Show HN: Unified multimodal memory framework, without embeddings
k_kiki Wednesday, January 07, 2026Hi HN,
We’ve been building memU(https://github.com/NevaMind-AI/memU), an open-source, general-purpose memory framework for AI agents. It supports dual-mode retrieval: classic RAG and LLM-based direct file reading.
Most multimodal memory systems either embed everything into vectors or treat non-text data as attachments. These work, but at scale it becomes hard to explain why certain context was retrieved and what evidence it relies on.
memU takes a different approach: since models reason in language, multimodal memory should converge into structured, queryable text, while remaining fully traceable to original data.
---
## Three-Layer Architecture
- Resource Layer Stores raw multimodal data as ground truth. All higher-level memory remains traceable to this layer.
- Memory Item Layer Extracts atomic facts from raw data and stores them as natural-language statements. Embeddings are optional and used only for acceleration.
- Memory Category Layer Aggregates items into readable, theme-based memory files (e.g. user preferences, work logs). Frequently accessed topics stay active; low-usage content is demoted to balance speed and coverage.

————————

» **Brief 1**
Retype the part of the memU post that opens with the words containing "Most multimodal memory" and closes with "to original data.".
» **Brief 2**
Name each layer of the three-layer architecture described in the memU post.

[Dataset entries]
————————

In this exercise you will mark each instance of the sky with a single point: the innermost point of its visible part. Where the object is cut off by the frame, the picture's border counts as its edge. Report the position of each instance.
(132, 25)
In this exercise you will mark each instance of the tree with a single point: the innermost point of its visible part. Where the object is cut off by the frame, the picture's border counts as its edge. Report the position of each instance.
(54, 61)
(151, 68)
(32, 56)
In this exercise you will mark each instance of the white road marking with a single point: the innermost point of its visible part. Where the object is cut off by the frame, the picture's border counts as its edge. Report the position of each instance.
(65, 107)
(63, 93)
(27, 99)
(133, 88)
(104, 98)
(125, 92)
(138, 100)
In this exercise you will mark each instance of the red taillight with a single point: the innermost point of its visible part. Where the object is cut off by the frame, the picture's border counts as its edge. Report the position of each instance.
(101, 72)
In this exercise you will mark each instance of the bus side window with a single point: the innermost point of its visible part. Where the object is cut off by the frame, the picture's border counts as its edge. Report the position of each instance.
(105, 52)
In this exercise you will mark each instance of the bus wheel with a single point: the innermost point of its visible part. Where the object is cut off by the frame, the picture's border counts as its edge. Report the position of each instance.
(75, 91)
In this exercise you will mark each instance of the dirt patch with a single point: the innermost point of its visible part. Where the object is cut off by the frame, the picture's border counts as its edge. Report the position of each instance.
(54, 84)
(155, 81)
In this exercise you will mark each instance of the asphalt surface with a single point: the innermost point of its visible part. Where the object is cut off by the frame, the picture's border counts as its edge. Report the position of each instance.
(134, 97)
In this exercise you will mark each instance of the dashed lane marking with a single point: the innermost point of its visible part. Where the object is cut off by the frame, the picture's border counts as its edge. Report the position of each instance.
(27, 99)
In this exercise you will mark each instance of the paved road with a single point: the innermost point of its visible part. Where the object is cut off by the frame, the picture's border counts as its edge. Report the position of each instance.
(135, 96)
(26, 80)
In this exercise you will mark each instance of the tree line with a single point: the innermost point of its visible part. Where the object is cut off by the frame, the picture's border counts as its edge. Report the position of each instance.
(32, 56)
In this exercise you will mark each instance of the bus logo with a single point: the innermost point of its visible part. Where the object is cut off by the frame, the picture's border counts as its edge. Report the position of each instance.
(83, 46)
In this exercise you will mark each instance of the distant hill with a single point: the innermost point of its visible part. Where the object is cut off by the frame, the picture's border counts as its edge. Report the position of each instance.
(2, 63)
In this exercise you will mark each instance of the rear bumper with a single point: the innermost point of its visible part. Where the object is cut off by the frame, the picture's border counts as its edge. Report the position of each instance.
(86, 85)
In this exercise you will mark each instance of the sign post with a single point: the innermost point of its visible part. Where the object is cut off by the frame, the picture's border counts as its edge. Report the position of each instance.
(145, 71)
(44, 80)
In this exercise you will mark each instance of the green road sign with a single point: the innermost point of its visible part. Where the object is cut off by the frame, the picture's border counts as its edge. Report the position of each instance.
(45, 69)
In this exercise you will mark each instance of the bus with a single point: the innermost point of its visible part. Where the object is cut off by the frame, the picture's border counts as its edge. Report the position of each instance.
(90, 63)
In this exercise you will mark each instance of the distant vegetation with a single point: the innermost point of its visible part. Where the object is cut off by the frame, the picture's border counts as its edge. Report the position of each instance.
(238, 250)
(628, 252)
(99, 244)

————————

» **Response box 1**
Most multimodal memory systems either embed everything into vectors or treat non-text data as attachments. These work, but at scale it becomes hard to explain why certain context was retrieved and what evidence it relies on.
memU takes a different approach: since models reason in language, multimodal memory should converge into structured, queryable text, while remaining fully traceable to original data.

» **Response box 2**
- Resource Layer
- Memory Item Layer
- Memory Category Layer